Start of Block

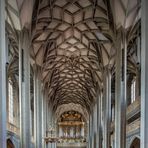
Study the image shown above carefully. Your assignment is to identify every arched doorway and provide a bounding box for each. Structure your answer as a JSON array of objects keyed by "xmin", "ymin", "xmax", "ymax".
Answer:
[
  {"xmin": 7, "ymin": 139, "xmax": 15, "ymax": 148},
  {"xmin": 130, "ymin": 137, "xmax": 140, "ymax": 148}
]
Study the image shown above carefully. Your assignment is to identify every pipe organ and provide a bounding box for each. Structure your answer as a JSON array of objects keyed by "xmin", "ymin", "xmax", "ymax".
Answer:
[{"xmin": 57, "ymin": 111, "xmax": 86, "ymax": 143}]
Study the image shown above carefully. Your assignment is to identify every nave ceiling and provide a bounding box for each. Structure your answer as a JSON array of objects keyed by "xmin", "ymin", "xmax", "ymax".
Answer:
[{"xmin": 6, "ymin": 0, "xmax": 141, "ymax": 115}]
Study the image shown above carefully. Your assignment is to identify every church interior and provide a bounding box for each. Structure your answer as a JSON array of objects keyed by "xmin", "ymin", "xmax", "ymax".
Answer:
[{"xmin": 1, "ymin": 0, "xmax": 148, "ymax": 148}]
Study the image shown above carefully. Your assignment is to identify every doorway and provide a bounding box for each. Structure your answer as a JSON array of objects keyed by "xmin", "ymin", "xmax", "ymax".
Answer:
[
  {"xmin": 7, "ymin": 139, "xmax": 15, "ymax": 148},
  {"xmin": 130, "ymin": 137, "xmax": 140, "ymax": 148}
]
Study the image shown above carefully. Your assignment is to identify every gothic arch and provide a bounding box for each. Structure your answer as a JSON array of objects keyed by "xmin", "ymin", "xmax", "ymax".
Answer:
[
  {"xmin": 7, "ymin": 139, "xmax": 15, "ymax": 148},
  {"xmin": 129, "ymin": 136, "xmax": 140, "ymax": 148}
]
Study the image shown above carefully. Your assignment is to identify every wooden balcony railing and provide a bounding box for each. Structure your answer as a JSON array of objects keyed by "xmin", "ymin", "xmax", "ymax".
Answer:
[
  {"xmin": 126, "ymin": 97, "xmax": 141, "ymax": 119},
  {"xmin": 111, "ymin": 118, "xmax": 140, "ymax": 135},
  {"xmin": 7, "ymin": 123, "xmax": 34, "ymax": 143},
  {"xmin": 126, "ymin": 118, "xmax": 140, "ymax": 134},
  {"xmin": 57, "ymin": 142, "xmax": 87, "ymax": 147}
]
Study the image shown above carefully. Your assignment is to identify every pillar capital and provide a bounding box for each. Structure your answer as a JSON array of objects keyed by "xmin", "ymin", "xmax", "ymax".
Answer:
[{"xmin": 104, "ymin": 64, "xmax": 113, "ymax": 72}]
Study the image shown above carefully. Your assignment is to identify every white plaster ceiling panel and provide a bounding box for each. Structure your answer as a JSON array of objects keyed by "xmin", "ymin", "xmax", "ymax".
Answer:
[
  {"xmin": 112, "ymin": 0, "xmax": 140, "ymax": 28},
  {"xmin": 19, "ymin": 0, "xmax": 34, "ymax": 28},
  {"xmin": 55, "ymin": 0, "xmax": 67, "ymax": 7},
  {"xmin": 6, "ymin": 0, "xmax": 21, "ymax": 30},
  {"xmin": 38, "ymin": 9, "xmax": 49, "ymax": 19},
  {"xmin": 66, "ymin": 4, "xmax": 80, "ymax": 13},
  {"xmin": 74, "ymin": 12, "xmax": 83, "ymax": 24},
  {"xmin": 77, "ymin": 0, "xmax": 91, "ymax": 8}
]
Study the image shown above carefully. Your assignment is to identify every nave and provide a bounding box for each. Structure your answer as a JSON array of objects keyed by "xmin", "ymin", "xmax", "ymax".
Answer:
[{"xmin": 0, "ymin": 0, "xmax": 148, "ymax": 148}]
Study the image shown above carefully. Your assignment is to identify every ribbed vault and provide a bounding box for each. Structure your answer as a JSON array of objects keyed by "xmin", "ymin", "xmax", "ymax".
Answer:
[
  {"xmin": 55, "ymin": 103, "xmax": 89, "ymax": 121},
  {"xmin": 31, "ymin": 0, "xmax": 116, "ymax": 111},
  {"xmin": 6, "ymin": 0, "xmax": 141, "ymax": 113}
]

End of Block

Task instructions: For this exercise, give the listing again exactly as written, with the pictures omitted.

The answer:
Study the image shown above carefully. Your assignment is to identify every arched doorway and provide a bounding box for each. Structure your answer as a JSON array of objects keyed by "xmin", "ymin", "xmax", "ymax".
Answer:
[
  {"xmin": 7, "ymin": 139, "xmax": 15, "ymax": 148},
  {"xmin": 130, "ymin": 137, "xmax": 140, "ymax": 148}
]
Study the image shown above carefully. Your assignment is to identify every pipe organ and provide a bounding box for each. Structure your answer as a JSON array of objects keyed by "xmin", "ymin", "xmax", "ymax".
Answer:
[{"xmin": 57, "ymin": 111, "xmax": 86, "ymax": 143}]
Study the image shown above carefully. Your assignment is to identify every nave ceiling and provide a bounding box for each. Structure your answer as a JSON array of objects keyed by "xmin", "ymin", "xmax", "ymax".
Answer:
[{"xmin": 6, "ymin": 0, "xmax": 141, "ymax": 115}]
Study the image shown above carefully. Your assignment is to identify every church interior and provide a bounding box for each. Structure your answer as a JSON array of objects keyed by "xmin", "ymin", "xmax", "ymax".
Answer:
[{"xmin": 1, "ymin": 0, "xmax": 148, "ymax": 148}]
Study the image shown above carefully. Your assignment is to identify every doorway and provide a bounding box for each. Structure your answer as a JSON array of objects keyed by "xmin", "ymin", "xmax", "ymax".
Answer:
[
  {"xmin": 7, "ymin": 139, "xmax": 15, "ymax": 148},
  {"xmin": 130, "ymin": 137, "xmax": 140, "ymax": 148}
]
Study the image shown above carefully. Your assignment is to identify every gothic arch and provide a bounding box for each. Structure your answer as a JSON array of objects keyed by "xmin", "ymin", "xmax", "ymax".
Answer:
[
  {"xmin": 7, "ymin": 139, "xmax": 15, "ymax": 148},
  {"xmin": 129, "ymin": 136, "xmax": 140, "ymax": 148}
]
Study the image shown above carefully. Your assignment is to identify every wooden balcony railing and provide a bounding box for each. Structure your answer as a JSON array of objects keyed by "xmin", "ymin", "xmax", "ymax".
Answer:
[
  {"xmin": 126, "ymin": 97, "xmax": 141, "ymax": 119},
  {"xmin": 111, "ymin": 118, "xmax": 140, "ymax": 135},
  {"xmin": 7, "ymin": 123, "xmax": 34, "ymax": 143},
  {"xmin": 126, "ymin": 118, "xmax": 140, "ymax": 134},
  {"xmin": 57, "ymin": 142, "xmax": 87, "ymax": 147}
]
Study the image shown above carefully. Your assignment is to identify every pillar capital and provide a bounding box for each. Structure your answer as a JSON array of objects keyed by "xmin", "ymin", "xmax", "ymax".
Answer:
[{"xmin": 104, "ymin": 64, "xmax": 113, "ymax": 72}]
Study the image shown above carefully. Your assignment is to identify every white plaster ceiling panel and provide a bounding box for each. Structure your answer as a JSON array of objects keyed by "xmin", "ymin", "xmax", "ymax".
Answer:
[
  {"xmin": 112, "ymin": 0, "xmax": 140, "ymax": 28},
  {"xmin": 19, "ymin": 0, "xmax": 34, "ymax": 28},
  {"xmin": 55, "ymin": 0, "xmax": 67, "ymax": 7},
  {"xmin": 6, "ymin": 0, "xmax": 21, "ymax": 30},
  {"xmin": 38, "ymin": 9, "xmax": 49, "ymax": 19},
  {"xmin": 66, "ymin": 4, "xmax": 80, "ymax": 13},
  {"xmin": 74, "ymin": 12, "xmax": 83, "ymax": 24},
  {"xmin": 77, "ymin": 0, "xmax": 91, "ymax": 8}
]
Study the image shown above carefully. Your assignment is to identify every nave and provide a bounding box for each. Structure your answer as a JSON array of objects keyed by "xmin", "ymin", "xmax", "ymax".
Answer:
[{"xmin": 0, "ymin": 0, "xmax": 148, "ymax": 148}]
Study the image shown above carefully. Your assignment is to identify every ribbed vault and provide a bounding box for each. Structure your answer as a JSON array of objects keyed by "xmin", "ymin", "xmax", "ymax".
Answer:
[
  {"xmin": 55, "ymin": 103, "xmax": 89, "ymax": 121},
  {"xmin": 31, "ymin": 0, "xmax": 116, "ymax": 111},
  {"xmin": 6, "ymin": 0, "xmax": 141, "ymax": 113}
]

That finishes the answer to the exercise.